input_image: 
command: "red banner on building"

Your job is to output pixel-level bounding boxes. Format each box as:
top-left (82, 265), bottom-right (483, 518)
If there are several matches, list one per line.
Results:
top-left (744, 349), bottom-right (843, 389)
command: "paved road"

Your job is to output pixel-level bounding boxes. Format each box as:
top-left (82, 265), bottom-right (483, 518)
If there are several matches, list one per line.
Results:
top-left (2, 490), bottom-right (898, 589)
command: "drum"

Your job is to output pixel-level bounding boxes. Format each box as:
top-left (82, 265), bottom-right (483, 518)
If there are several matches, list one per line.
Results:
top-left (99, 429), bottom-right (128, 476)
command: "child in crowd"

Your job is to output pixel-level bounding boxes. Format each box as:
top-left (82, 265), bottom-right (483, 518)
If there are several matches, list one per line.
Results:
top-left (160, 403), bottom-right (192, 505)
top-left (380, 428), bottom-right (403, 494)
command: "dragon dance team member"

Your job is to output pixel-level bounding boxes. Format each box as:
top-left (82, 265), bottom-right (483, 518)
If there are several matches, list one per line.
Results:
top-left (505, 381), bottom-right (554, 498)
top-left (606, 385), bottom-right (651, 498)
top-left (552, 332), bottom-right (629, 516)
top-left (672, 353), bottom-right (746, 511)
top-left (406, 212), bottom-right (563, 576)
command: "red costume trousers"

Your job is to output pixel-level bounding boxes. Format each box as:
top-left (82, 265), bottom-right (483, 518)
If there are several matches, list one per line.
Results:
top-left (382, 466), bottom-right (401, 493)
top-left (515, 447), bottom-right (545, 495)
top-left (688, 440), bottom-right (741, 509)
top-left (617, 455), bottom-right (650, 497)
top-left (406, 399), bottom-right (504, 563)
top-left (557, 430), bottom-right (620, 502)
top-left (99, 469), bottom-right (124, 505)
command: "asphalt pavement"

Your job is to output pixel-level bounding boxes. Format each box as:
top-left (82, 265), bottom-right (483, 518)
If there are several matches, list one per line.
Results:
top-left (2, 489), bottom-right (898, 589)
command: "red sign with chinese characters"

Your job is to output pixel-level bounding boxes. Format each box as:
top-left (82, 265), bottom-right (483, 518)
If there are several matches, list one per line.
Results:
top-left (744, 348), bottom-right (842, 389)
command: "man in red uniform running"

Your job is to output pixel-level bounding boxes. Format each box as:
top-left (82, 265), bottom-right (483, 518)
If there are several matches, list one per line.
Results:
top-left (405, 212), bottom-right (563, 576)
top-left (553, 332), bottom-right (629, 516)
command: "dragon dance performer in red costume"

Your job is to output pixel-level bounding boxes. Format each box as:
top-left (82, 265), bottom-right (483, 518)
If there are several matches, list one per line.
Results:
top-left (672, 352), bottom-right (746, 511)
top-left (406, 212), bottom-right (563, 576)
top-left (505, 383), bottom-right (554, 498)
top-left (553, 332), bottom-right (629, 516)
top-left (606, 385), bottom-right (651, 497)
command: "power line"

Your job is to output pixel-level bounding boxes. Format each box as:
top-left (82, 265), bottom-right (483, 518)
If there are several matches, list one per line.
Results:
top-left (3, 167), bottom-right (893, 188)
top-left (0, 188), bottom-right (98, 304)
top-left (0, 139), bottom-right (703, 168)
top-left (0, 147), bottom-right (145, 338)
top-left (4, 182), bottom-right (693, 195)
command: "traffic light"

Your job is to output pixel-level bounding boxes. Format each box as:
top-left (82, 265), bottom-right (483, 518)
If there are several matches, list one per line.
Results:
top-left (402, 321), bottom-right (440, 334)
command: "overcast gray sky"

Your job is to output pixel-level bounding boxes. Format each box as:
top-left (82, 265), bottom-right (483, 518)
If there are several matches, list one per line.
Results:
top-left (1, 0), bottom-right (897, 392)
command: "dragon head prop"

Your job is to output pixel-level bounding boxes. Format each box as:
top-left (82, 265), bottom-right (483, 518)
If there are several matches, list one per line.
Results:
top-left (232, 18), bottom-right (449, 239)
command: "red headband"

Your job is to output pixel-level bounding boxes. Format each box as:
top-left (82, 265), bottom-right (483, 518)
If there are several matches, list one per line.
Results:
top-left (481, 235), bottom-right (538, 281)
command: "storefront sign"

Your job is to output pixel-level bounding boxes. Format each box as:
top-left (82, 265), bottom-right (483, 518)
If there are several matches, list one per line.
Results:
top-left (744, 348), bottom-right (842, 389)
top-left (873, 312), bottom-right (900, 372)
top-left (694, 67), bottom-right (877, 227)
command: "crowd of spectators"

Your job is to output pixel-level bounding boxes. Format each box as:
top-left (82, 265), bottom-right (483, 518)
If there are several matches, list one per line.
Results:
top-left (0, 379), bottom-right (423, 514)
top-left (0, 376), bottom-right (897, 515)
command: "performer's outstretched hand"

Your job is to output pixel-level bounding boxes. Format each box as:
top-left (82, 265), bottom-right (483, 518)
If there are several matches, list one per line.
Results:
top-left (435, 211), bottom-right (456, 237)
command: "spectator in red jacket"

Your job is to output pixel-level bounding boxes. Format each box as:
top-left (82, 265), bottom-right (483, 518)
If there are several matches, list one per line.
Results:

- _EXERCISE INSTRUCTIONS_
Restate each line of the records above without any deviation.

- _SOLUTION TO THIS EXERCISE_
input_image: 
command: "red banner on building"

Your job is to output pixel-level bounding boxes. Format each box as:
top-left (82, 265), bottom-right (483, 518)
If there are several matches, list one per line.
Results:
top-left (744, 349), bottom-right (843, 389)
command: "paved road"

Your job is to output pixel-level bounding boxes. Format each box as:
top-left (82, 265), bottom-right (483, 518)
If there are several matches, list one per line.
Results:
top-left (2, 490), bottom-right (898, 589)
command: "drum"

Your job is to output pixel-level bounding boxes. Format each box as:
top-left (82, 265), bottom-right (483, 518)
If there are several matches, list one per line.
Results:
top-left (99, 429), bottom-right (128, 476)
command: "child in crowd"

Your job is to output pixel-level bounding boxes. Format each box as:
top-left (82, 265), bottom-right (483, 518)
If there are several matches, list one per line.
Results:
top-left (160, 403), bottom-right (192, 505)
top-left (380, 428), bottom-right (403, 494)
command: "dragon dance team member"

Your job is to output pixel-level bounding boxes. Format each box as:
top-left (82, 265), bottom-right (483, 518)
If there are several matches, list one per line.
Results:
top-left (505, 381), bottom-right (554, 498)
top-left (606, 385), bottom-right (651, 498)
top-left (552, 332), bottom-right (629, 516)
top-left (672, 353), bottom-right (746, 511)
top-left (406, 212), bottom-right (563, 576)
command: "red costume trousers"

Your job is to output pixel-level bounding boxes. Format each box as:
top-left (82, 265), bottom-right (483, 518)
If there are several matches, list one per line.
Results:
top-left (382, 466), bottom-right (401, 493)
top-left (515, 447), bottom-right (545, 495)
top-left (688, 440), bottom-right (741, 509)
top-left (617, 455), bottom-right (650, 497)
top-left (406, 399), bottom-right (504, 563)
top-left (557, 430), bottom-right (620, 502)
top-left (99, 469), bottom-right (124, 505)
command: "asphalt pavement"

Your job is to output pixel-level bounding boxes. Format each box as:
top-left (82, 265), bottom-right (483, 518)
If there are several matches, list one per line.
Results:
top-left (2, 489), bottom-right (898, 589)
command: "red sign with chinese characters"

Your job is to output pixel-level bounding boxes. Format each box as:
top-left (82, 265), bottom-right (483, 518)
If there are several matches, list one per line.
Results:
top-left (744, 348), bottom-right (842, 389)
command: "man in red uniform running"

Your job is to output pixel-level bounding boxes. Format each box as:
top-left (82, 265), bottom-right (483, 518)
If there are several matches, list one per line.
Results:
top-left (405, 212), bottom-right (563, 576)
top-left (553, 332), bottom-right (629, 516)
command: "dragon dance performer in red costume"

Your job is to output pixel-level bounding boxes. Format each box as:
top-left (82, 265), bottom-right (483, 518)
If there are several matches, list one per line.
Results:
top-left (672, 352), bottom-right (746, 511)
top-left (406, 212), bottom-right (563, 576)
top-left (505, 383), bottom-right (554, 498)
top-left (553, 332), bottom-right (629, 516)
top-left (606, 385), bottom-right (651, 497)
command: "power line"

Your job is to output pixel-level bounding boxes. Format each box as:
top-left (82, 265), bottom-right (483, 518)
If there are several matches, list one per line.
Results:
top-left (3, 167), bottom-right (893, 188)
top-left (0, 188), bottom-right (98, 304)
top-left (0, 139), bottom-right (703, 168)
top-left (0, 147), bottom-right (145, 338)
top-left (4, 182), bottom-right (693, 195)
command: "traffic light"

Your job is to output pixel-level bounding boxes. Format each box as:
top-left (82, 265), bottom-right (483, 518)
If there are several matches, list one per line.
Results:
top-left (402, 321), bottom-right (440, 334)
command: "overcast gray sky"

Your job is to output pixel-level bounding boxes. Format each box as:
top-left (82, 265), bottom-right (483, 518)
If there are several matches, list one per line.
Results:
top-left (1, 0), bottom-right (897, 392)
command: "dragon head prop"

Your job is to output pixel-level bounding boxes. Format each box as:
top-left (82, 265), bottom-right (483, 518)
If there are several matches, list one per line.
Results:
top-left (232, 18), bottom-right (449, 239)
command: "red headband"

Your job is to output pixel-level bounding boxes. Format each box as:
top-left (82, 265), bottom-right (483, 518)
If there are several matches, list one per line.
Results:
top-left (481, 235), bottom-right (538, 281)
command: "storefront sign"

Your job is to output pixel-level bounding boxes. Format each box as:
top-left (82, 265), bottom-right (483, 518)
If there are several matches, list one per line.
Results:
top-left (744, 348), bottom-right (842, 389)
top-left (873, 312), bottom-right (900, 372)
top-left (694, 67), bottom-right (877, 227)
command: "crowd of spectators"

Your job is to output pixel-level bounding boxes. Format each box as:
top-left (82, 265), bottom-right (483, 518)
If there are several matches, list one per line.
Results:
top-left (0, 379), bottom-right (423, 514)
top-left (0, 376), bottom-right (897, 515)
command: "performer's outstretched hand"

Your job is to output pixel-level bounding boxes. Format each box as:
top-left (82, 265), bottom-right (483, 518)
If there are several matches, list one per line.
Results:
top-left (435, 211), bottom-right (456, 237)
command: "spectator in red jacket"

Your job is to output pixel-level bounding boxes. Format each box as:
top-left (82, 265), bottom-right (483, 518)
If there are several matches, list one per line.
Results:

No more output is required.